What needs to be done:
Report only the number of lines in the entries below that hold the word "ledge".

Source records:
%%

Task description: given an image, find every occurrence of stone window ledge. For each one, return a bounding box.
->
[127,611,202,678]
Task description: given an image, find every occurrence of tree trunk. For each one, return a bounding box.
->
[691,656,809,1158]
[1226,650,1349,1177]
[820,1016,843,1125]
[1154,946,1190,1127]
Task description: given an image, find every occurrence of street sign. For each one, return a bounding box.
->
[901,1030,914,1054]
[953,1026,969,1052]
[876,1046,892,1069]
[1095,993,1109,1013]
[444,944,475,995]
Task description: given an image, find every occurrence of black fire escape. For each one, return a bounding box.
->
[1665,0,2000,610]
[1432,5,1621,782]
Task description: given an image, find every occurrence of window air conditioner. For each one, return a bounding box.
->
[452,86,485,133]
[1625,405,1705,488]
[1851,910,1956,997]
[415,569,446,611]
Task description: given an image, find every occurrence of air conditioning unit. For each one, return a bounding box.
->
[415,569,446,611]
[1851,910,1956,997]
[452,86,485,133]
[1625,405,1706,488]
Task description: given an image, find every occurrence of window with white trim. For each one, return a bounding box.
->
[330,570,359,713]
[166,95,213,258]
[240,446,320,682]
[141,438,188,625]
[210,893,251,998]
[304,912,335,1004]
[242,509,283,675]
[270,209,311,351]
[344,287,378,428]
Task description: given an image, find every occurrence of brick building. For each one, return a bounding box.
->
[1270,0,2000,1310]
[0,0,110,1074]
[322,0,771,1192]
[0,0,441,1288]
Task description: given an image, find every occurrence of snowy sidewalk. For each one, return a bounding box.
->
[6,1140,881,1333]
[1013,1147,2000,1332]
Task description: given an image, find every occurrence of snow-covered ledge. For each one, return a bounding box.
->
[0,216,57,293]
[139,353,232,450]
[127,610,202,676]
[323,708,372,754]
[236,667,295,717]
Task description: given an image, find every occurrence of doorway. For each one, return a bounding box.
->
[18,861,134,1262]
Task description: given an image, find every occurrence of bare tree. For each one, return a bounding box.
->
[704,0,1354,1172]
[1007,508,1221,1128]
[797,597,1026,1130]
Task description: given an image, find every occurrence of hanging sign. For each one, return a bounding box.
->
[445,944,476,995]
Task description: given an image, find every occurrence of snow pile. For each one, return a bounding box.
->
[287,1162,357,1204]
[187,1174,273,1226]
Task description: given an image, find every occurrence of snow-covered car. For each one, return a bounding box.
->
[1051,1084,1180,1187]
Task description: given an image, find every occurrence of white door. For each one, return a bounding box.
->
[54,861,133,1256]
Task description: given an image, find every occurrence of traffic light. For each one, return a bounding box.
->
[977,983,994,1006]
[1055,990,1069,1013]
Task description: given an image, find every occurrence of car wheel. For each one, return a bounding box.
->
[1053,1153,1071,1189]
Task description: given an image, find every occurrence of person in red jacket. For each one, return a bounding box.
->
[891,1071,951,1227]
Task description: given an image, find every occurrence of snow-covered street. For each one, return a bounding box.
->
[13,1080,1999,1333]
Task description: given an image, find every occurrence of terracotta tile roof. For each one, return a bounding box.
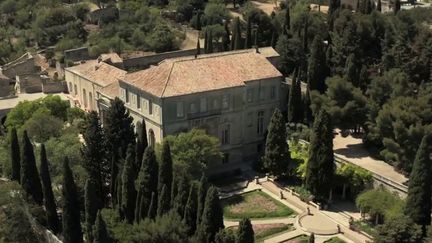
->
[100,80,119,98]
[121,50,282,98]
[99,53,123,64]
[66,60,126,87]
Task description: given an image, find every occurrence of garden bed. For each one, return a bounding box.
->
[324,237,347,243]
[222,190,295,219]
[228,223,294,242]
[283,234,310,243]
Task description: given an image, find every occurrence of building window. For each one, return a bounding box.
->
[222,95,229,109]
[270,86,276,99]
[247,89,253,103]
[149,99,153,115]
[131,93,137,106]
[120,88,126,101]
[257,111,264,135]
[149,129,155,147]
[247,112,253,127]
[137,95,141,109]
[89,92,93,110]
[222,153,229,164]
[259,87,265,101]
[68,82,72,93]
[212,98,219,110]
[200,98,207,112]
[125,90,130,103]
[221,124,230,145]
[190,103,197,114]
[177,102,184,117]
[74,84,77,95]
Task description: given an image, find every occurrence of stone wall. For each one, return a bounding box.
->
[64,47,90,62]
[42,80,67,94]
[1,54,38,79]
[123,49,199,70]
[15,74,44,93]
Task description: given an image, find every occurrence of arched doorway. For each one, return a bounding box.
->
[148,129,155,148]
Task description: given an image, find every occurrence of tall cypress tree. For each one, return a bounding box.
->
[157,184,170,216]
[197,186,224,243]
[196,173,208,227]
[208,30,214,54]
[287,70,303,124]
[305,109,335,201]
[104,97,135,159]
[62,157,83,243]
[263,109,291,177]
[81,111,107,208]
[376,0,382,12]
[39,144,60,234]
[283,3,290,34]
[110,153,119,207]
[93,211,112,243]
[204,30,208,54]
[10,127,20,182]
[147,192,157,219]
[394,0,401,14]
[303,87,313,125]
[135,147,158,222]
[237,218,254,243]
[223,20,231,51]
[245,16,252,49]
[21,130,43,204]
[307,35,327,93]
[196,36,201,55]
[405,134,432,229]
[121,145,137,223]
[158,141,173,201]
[183,184,198,236]
[174,175,190,217]
[85,179,101,242]
[232,17,242,51]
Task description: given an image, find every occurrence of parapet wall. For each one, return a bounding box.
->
[123,49,199,70]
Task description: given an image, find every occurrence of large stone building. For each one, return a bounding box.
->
[66,49,284,173]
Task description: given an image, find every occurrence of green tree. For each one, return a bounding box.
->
[287,70,303,123]
[135,147,158,222]
[39,144,60,234]
[81,111,107,207]
[377,0,382,11]
[215,229,236,243]
[404,134,432,228]
[375,215,422,243]
[307,35,327,92]
[237,218,254,243]
[276,35,304,75]
[344,53,359,86]
[21,130,43,204]
[263,109,291,177]
[93,211,112,243]
[10,127,20,182]
[158,141,173,205]
[121,145,137,224]
[147,192,157,219]
[62,157,83,243]
[133,211,188,242]
[157,184,170,216]
[183,183,198,236]
[85,179,101,242]
[146,24,176,53]
[231,17,242,50]
[173,175,190,217]
[245,16,252,49]
[309,233,315,243]
[197,186,224,243]
[196,174,209,227]
[305,110,334,201]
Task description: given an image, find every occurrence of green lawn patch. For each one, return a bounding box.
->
[228,223,294,243]
[324,237,347,243]
[222,190,295,219]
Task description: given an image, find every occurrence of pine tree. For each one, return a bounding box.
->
[20,130,43,204]
[10,127,20,182]
[345,53,359,86]
[287,70,303,123]
[305,109,335,201]
[158,141,173,202]
[135,146,158,222]
[85,179,101,242]
[104,97,135,159]
[197,186,224,243]
[263,109,291,177]
[174,175,190,217]
[309,233,315,243]
[405,134,432,229]
[377,0,382,12]
[93,211,112,243]
[196,173,208,227]
[81,111,107,208]
[245,16,252,49]
[62,157,83,243]
[147,192,157,219]
[39,144,60,234]
[183,184,198,236]
[237,218,254,243]
[307,35,327,93]
[157,184,170,216]
[121,145,137,223]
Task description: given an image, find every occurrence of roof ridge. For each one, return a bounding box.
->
[160,61,176,97]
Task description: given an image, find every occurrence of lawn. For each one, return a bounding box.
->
[325,237,347,243]
[283,234,310,243]
[228,223,294,242]
[222,190,295,219]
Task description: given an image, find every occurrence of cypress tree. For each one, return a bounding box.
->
[204,30,208,53]
[394,0,401,14]
[245,16,252,49]
[287,70,303,124]
[232,17,242,50]
[309,233,315,243]
[197,186,224,243]
[81,111,107,208]
[196,36,201,55]
[270,30,278,48]
[208,30,214,54]
[307,35,327,93]
[263,109,291,177]
[10,127,20,182]
[39,144,60,234]
[223,20,231,51]
[196,173,208,226]
[303,18,309,52]
[303,88,313,125]
[135,146,158,222]
[110,153,119,207]
[21,130,43,204]
[237,218,254,243]
[93,211,112,243]
[404,134,432,229]
[136,119,148,166]
[62,157,83,243]
[147,192,157,219]
[85,179,101,242]
[284,3,290,34]
[104,97,135,159]
[377,0,382,12]
[174,175,190,217]
[157,184,170,216]
[121,145,137,223]
[183,184,198,236]
[158,141,173,202]
[305,109,335,201]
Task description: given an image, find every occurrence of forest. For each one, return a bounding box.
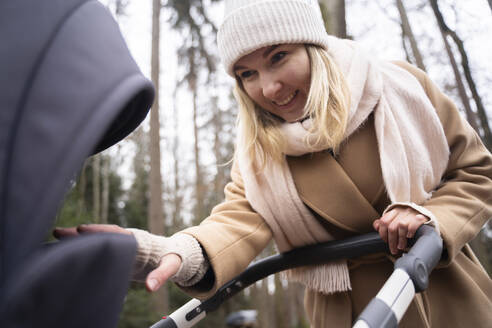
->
[54,0,492,327]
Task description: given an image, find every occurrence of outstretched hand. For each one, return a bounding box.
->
[53,223,132,237]
[372,207,428,255]
[53,224,182,292]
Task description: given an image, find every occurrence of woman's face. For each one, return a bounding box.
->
[233,44,311,123]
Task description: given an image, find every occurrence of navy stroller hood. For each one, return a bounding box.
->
[0,0,154,327]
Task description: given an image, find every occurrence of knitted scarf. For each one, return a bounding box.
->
[236,36,450,294]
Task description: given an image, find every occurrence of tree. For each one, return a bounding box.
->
[273,274,288,328]
[101,155,110,224]
[92,154,101,223]
[430,0,491,149]
[149,0,168,315]
[318,0,347,38]
[77,160,88,218]
[168,0,220,224]
[170,91,184,234]
[395,0,426,71]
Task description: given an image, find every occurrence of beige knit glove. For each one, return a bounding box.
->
[126,229,209,287]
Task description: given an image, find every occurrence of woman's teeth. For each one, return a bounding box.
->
[274,91,297,106]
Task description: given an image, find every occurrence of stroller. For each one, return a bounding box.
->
[0,0,153,327]
[151,226,442,328]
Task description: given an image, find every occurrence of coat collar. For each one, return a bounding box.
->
[287,115,386,233]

%%

Task output:
2